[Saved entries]
···

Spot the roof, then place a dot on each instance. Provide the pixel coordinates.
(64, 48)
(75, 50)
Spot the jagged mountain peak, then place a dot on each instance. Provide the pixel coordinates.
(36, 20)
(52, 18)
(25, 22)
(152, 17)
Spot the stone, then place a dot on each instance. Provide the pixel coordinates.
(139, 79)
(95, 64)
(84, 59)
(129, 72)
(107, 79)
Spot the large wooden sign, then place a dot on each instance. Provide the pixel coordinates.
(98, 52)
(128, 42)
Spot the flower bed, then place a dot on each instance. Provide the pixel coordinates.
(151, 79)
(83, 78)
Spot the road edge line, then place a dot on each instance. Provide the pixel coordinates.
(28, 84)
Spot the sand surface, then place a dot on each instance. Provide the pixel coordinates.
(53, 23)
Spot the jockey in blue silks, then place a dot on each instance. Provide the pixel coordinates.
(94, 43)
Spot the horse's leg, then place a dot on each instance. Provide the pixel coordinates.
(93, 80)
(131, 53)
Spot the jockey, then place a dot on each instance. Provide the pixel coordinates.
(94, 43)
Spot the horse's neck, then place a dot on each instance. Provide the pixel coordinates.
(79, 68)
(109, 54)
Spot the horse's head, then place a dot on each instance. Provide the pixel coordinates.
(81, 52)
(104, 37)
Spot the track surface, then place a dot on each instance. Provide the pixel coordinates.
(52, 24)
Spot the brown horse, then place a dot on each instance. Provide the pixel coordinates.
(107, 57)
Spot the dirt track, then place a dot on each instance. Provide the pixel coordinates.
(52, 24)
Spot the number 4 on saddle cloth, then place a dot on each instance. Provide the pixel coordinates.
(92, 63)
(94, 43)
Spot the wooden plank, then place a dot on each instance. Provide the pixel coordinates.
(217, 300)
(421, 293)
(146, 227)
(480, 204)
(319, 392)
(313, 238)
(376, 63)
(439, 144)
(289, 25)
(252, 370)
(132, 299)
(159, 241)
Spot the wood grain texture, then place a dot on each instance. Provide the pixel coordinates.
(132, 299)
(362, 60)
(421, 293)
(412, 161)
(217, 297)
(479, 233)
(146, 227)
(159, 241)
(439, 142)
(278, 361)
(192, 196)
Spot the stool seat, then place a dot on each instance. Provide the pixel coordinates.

···

[Task directions]:
Repeat word for word the lines running from the line containing "Spot the horse's head, then" to the end of the entries above, inclusive.

[Problem solution]:
Spot the horse's head, then place a dot on each instance. Provide the pixel coordinates.
(81, 52)
(104, 37)
Spot the track surface, then place a dot on each instance. Provide the pixel coordinates.
(52, 24)
Spot the brown horse, then place a dot on each instance. Provide the pixel coordinates.
(107, 57)
Spot the dirt track, then place a dot on each instance. Provide the pixel coordinates.
(52, 24)
Spot the number 4 on saddle cloth, then place a dot on each instance. Provide the pixel coordinates.
(92, 63)
(94, 43)
Spot the wooden plank, then place a dot on each instance. Provide the pixel coordinates.
(217, 300)
(421, 293)
(146, 227)
(480, 204)
(319, 392)
(313, 238)
(376, 63)
(439, 144)
(289, 25)
(252, 370)
(132, 299)
(159, 241)
Spot the wood grain texture, then place a dot on each instance. Provide the pixel coordinates.
(132, 299)
(362, 60)
(421, 293)
(412, 161)
(217, 297)
(479, 233)
(146, 227)
(159, 241)
(439, 142)
(278, 361)
(192, 196)
Spot the stool seat, then place a dot on each instance. Provide the pixel coordinates.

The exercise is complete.